(Rows from a pointing dataset)
_ _ _ _ _
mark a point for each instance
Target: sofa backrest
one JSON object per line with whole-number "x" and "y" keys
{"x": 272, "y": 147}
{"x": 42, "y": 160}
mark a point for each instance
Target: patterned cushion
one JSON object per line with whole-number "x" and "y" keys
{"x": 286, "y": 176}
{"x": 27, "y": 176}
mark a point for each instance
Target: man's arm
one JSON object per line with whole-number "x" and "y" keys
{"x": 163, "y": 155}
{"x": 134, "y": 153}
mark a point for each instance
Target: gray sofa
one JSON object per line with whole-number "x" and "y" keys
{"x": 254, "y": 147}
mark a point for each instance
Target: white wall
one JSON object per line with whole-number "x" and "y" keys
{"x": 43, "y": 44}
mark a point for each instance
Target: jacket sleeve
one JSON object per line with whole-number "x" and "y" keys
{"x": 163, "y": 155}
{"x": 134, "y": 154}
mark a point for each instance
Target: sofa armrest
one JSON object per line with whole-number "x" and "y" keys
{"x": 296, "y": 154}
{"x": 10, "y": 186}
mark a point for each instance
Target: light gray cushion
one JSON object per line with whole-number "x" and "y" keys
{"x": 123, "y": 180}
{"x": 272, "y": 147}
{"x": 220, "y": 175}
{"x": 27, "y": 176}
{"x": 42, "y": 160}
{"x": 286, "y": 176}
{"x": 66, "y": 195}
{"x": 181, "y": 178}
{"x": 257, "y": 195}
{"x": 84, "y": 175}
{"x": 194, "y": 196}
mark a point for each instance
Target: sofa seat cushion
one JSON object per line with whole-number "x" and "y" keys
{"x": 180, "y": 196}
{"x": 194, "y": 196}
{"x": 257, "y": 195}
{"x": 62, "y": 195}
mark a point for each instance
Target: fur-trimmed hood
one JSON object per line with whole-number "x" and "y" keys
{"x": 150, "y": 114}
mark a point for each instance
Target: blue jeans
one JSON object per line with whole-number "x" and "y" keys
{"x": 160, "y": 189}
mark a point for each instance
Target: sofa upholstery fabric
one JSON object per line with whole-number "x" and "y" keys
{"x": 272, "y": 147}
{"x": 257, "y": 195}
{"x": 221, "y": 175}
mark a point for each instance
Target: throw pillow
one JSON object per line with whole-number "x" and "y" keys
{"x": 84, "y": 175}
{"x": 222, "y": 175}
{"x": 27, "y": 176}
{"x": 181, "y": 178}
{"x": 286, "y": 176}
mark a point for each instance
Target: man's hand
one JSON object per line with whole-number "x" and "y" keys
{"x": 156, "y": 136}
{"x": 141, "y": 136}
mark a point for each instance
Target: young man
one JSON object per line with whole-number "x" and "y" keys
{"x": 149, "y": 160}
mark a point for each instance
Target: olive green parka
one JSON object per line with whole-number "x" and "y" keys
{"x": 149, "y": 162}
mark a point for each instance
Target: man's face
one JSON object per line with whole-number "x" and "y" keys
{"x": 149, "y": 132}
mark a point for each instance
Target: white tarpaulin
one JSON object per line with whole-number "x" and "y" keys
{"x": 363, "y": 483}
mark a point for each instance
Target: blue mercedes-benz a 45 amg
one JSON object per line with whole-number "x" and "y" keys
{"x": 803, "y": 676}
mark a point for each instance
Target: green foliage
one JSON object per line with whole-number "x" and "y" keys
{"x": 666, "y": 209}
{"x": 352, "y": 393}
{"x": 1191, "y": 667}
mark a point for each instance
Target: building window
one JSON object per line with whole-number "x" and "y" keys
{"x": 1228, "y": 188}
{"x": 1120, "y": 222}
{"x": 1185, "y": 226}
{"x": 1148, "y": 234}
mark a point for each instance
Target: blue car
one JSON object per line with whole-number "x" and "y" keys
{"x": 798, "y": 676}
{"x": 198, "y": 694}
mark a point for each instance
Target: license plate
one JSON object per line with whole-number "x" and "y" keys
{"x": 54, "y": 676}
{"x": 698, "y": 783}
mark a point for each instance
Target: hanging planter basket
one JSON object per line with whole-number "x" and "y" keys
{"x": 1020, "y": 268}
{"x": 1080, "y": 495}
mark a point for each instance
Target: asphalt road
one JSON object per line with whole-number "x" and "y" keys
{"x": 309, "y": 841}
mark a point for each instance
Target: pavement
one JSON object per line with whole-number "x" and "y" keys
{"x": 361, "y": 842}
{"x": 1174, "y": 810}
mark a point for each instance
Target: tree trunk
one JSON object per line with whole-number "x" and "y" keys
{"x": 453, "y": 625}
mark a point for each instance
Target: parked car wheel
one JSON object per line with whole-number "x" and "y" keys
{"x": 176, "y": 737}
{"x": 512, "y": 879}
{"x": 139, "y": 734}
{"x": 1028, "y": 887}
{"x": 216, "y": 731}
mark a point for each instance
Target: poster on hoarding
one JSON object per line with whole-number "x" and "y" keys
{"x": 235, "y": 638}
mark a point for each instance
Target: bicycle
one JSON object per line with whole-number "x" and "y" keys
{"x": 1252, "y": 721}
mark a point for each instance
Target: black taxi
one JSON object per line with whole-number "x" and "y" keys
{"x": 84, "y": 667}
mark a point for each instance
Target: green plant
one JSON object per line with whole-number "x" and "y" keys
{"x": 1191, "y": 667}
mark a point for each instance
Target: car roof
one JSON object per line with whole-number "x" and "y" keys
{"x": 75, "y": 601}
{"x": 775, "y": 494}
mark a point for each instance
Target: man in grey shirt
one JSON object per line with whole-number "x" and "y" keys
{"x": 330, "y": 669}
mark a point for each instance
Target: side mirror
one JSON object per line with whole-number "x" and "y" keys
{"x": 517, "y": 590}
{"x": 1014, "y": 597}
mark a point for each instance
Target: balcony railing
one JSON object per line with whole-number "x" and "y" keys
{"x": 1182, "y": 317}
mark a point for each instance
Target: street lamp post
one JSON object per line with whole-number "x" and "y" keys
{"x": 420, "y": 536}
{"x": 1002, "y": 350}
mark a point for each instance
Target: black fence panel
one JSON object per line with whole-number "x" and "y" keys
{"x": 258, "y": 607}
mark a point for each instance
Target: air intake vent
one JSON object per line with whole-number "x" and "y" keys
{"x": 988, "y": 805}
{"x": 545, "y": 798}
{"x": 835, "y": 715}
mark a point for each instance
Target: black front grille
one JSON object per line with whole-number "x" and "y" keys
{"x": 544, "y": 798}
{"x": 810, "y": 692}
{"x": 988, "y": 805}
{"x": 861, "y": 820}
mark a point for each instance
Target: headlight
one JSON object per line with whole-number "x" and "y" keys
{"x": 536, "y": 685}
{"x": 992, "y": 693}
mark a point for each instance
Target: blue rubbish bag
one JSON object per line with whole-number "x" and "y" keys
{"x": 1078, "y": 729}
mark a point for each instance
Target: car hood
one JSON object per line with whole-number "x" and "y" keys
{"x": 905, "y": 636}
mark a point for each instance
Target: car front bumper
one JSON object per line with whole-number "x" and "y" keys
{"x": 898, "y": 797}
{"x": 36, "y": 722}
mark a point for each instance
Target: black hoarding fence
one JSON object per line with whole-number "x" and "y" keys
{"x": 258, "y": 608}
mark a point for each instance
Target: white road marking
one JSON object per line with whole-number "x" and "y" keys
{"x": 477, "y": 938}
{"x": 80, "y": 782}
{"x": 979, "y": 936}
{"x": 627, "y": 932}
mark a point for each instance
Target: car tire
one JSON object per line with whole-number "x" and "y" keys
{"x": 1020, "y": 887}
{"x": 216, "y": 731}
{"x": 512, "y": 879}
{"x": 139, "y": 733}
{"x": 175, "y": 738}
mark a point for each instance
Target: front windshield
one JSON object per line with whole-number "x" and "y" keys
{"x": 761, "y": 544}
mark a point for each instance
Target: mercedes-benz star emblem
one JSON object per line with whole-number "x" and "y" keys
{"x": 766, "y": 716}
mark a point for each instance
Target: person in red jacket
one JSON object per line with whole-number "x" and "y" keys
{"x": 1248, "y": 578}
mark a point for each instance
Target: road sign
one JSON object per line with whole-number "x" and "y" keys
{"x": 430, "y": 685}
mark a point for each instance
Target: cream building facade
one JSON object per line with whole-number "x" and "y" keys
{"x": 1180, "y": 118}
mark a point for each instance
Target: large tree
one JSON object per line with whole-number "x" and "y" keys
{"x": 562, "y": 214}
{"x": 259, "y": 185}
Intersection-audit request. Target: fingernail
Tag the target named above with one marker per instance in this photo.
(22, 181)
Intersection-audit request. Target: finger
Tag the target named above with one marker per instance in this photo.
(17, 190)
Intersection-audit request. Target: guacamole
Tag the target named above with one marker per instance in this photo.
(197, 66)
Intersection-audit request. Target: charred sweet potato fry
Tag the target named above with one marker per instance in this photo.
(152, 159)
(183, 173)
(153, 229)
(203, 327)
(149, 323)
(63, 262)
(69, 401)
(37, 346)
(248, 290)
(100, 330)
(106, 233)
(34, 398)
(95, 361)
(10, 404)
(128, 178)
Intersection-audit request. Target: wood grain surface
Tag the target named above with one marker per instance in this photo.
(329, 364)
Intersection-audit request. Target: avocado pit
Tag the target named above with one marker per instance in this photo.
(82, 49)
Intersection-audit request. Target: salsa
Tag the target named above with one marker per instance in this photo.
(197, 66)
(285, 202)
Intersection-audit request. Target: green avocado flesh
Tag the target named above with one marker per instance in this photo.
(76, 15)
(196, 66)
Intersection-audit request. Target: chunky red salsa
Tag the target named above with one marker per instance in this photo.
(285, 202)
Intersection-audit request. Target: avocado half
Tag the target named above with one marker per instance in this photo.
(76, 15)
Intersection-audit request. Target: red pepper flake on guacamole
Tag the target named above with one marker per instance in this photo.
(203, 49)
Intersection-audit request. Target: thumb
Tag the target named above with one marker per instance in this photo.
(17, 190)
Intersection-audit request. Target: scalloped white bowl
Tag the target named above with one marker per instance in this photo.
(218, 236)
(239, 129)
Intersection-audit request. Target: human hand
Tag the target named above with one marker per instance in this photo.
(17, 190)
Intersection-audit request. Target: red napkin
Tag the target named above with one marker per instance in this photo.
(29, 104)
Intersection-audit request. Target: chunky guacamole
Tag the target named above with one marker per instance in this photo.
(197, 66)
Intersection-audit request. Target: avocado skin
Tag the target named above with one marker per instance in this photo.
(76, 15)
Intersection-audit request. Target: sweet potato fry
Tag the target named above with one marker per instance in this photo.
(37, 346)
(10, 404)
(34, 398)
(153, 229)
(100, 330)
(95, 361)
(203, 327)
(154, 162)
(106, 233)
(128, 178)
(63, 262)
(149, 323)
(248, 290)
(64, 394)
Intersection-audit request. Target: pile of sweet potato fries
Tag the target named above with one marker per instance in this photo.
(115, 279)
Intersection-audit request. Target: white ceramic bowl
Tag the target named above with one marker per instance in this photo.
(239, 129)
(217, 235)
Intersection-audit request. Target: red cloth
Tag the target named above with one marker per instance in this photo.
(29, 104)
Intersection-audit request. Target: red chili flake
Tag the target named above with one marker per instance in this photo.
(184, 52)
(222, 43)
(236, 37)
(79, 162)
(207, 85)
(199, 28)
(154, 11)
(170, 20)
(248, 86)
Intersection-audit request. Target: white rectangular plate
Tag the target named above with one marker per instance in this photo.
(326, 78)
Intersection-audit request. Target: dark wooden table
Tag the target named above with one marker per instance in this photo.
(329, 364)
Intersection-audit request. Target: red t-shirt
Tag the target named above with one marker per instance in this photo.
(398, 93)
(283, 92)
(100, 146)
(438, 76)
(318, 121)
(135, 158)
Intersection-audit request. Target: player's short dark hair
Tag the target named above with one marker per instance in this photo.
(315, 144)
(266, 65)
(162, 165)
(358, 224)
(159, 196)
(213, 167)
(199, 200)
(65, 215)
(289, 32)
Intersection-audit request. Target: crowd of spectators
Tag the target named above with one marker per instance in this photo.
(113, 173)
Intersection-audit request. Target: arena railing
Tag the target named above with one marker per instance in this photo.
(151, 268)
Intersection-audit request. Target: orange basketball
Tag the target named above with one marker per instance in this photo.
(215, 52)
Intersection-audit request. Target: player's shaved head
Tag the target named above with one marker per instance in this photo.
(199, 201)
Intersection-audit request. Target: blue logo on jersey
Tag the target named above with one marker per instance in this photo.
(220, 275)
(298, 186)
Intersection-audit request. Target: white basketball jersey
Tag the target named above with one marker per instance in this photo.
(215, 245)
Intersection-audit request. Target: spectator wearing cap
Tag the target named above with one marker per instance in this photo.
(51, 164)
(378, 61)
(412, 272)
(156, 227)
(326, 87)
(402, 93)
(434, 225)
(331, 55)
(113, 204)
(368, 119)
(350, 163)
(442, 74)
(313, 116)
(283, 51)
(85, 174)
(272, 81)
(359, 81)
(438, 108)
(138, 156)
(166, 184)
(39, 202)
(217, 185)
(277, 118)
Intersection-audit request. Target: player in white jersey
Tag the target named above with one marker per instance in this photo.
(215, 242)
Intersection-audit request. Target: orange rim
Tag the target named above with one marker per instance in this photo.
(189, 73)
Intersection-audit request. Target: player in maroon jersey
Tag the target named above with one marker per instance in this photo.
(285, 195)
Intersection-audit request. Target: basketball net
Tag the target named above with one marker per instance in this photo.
_ _ _ _ _
§ **DIRECTION**
Reproduce only the lines from the line containing "Intersection-audit request. Target: spectator" to the last line of the material above, both of those lines included.

§ **FINAL RESULT**
Intersection-audit request. Target: spectator wearing cap
Tag the target named above with one marker per instance in this photo.
(51, 164)
(378, 61)
(412, 272)
(156, 227)
(326, 87)
(402, 93)
(434, 225)
(331, 55)
(113, 204)
(368, 119)
(350, 163)
(442, 74)
(313, 116)
(283, 51)
(85, 174)
(272, 81)
(359, 81)
(438, 108)
(138, 156)
(166, 184)
(39, 202)
(217, 185)
(277, 118)
Intersection-audit request. Target: player in white jersey
Tag the target named above with one marker per instance in this photo.
(215, 242)
Intersection-audit request. Target: orange rim
Tag the target named above with one marker per instance in this photo.
(189, 73)
Intersection-audit request. Target: player in maroon jersey
Tag the target named above with one marker per instance in this photo.
(285, 195)
Intersection-audit request. Target: basketball net
Tag the target named above with one marker per instance in this photo.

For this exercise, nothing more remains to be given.